## Data to process

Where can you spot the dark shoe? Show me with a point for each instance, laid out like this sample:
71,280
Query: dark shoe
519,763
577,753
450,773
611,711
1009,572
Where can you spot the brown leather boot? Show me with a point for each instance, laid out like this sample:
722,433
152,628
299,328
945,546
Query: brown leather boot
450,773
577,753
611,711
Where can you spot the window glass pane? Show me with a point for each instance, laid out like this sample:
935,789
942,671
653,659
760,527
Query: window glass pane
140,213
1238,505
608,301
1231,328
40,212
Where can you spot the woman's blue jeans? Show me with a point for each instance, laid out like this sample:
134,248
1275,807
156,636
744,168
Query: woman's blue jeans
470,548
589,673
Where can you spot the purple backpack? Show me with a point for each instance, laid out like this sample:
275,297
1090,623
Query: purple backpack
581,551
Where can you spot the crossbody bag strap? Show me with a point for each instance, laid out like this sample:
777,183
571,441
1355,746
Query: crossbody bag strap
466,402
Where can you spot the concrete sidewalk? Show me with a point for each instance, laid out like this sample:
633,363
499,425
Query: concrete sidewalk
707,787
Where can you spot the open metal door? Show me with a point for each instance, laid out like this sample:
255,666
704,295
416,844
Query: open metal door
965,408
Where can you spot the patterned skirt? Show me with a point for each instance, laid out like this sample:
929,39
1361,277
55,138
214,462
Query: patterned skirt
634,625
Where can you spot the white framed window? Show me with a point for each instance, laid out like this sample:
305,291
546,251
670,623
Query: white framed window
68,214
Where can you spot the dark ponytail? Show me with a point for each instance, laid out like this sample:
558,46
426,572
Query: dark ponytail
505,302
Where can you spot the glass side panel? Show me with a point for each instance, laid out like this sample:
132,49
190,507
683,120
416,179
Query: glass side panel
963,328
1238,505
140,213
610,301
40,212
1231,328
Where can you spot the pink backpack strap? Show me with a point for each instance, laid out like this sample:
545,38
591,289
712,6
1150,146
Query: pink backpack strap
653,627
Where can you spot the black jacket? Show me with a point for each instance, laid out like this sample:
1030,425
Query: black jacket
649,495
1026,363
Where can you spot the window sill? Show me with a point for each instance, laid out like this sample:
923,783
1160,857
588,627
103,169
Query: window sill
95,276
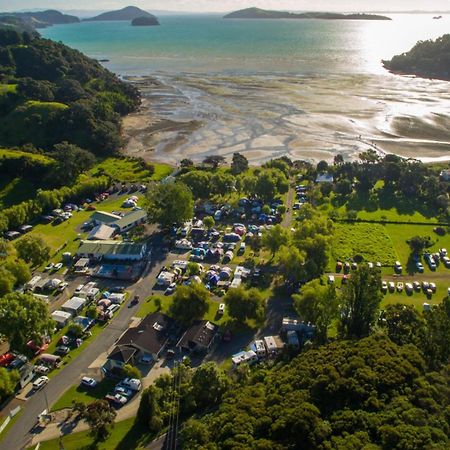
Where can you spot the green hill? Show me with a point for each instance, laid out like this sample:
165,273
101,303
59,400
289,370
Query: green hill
127,13
428,59
257,13
51,93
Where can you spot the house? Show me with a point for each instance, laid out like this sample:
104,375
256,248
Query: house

## Stated goal
Reproduce all of the records above word for word, line by line, leaving out the pictures.

## Problem solution
Where can you spot the dark shoe? Show me with a point for each instance, laid out like this sample:
71,280
Query: dark shoe
519,763
577,753
450,773
611,711
1009,572
Where can you spot the brown leather boot? Show me with a point for each instance, laid out like this sample:
722,433
152,628
299,328
945,546
Query: brown leather boot
450,773
577,753
611,711
Where can you spot the window glass pane? Show me with a point for each instance, laid out like this sample:
935,789
942,671
653,659
760,527
Query: window glass pane
140,213
1238,505
608,301
1231,328
40,212
Where can you spot the woman's blue jeans? Show me with a point for each instance, laid out like this sample:
134,248
1275,807
156,636
744,168
Query: woman's blue jeans
470,548
589,673
Where can you spot the purple backpack? Show me with a point for each instance, laid out like this sample:
275,297
1090,623
Query: purple backpack
581,551
Where can you spot the crossbody bag strap? Show me with a point for each instance, laid out like this sample:
777,183
571,441
1355,746
Query: crossbody bag strap
466,402
Where can you spot the concrete sidewalk? Show me with a point for each instance, laid out like this sample:
633,363
499,425
Query: concrete sidewalk
707,787
Where can you spot the open metal door? Show me with a point for each instance, laid out like this sample:
255,666
704,295
416,844
Query: open metal door
965,408
Where can you spot the patterned skirt? Show me with a point for each instance, laid out like this sample:
929,39
1361,277
55,138
214,462
Query: patterned skirt
634,625
Where can you spot the white framed window? Show me with a point for each instance, laid out like this sample:
305,291
546,251
670,623
Query: white framed window
68,214
Where can you spot the dark ponytail? Show me with a point for each instance, laid out like this sample:
558,46
426,572
Query: dark ponytail
505,302
Where can you spot the glass side panel? Show me with a point for each instance, laid out like this sample:
132,49
190,507
683,120
416,179
Query: glass side panel
963,328
1238,505
140,213
610,301
40,212
1231,328
Where can you spot the pink backpack strap? Show me with a point for each instance, laid out like this sample:
545,38
591,289
712,6
1150,146
Query: pink backpack strap
653,627
Where can you spot the black jacket? Show me with a point for each instance, laid out like this sample:
1030,425
Query: black jacket
649,495
1026,363
Where can you spot the window sill? Show me with a point for each instance, laid out like this sample:
923,783
1160,857
588,627
103,169
Query: window sill
95,276
Where can you spot the green hill? Show me with a point for each instance, laid out like this sample:
165,273
101,303
59,400
289,370
Query: green hill
127,13
428,59
257,13
51,93
Where can you spot the house? Show me with a point for each instance, laid out like this sample:
104,375
256,248
Query: house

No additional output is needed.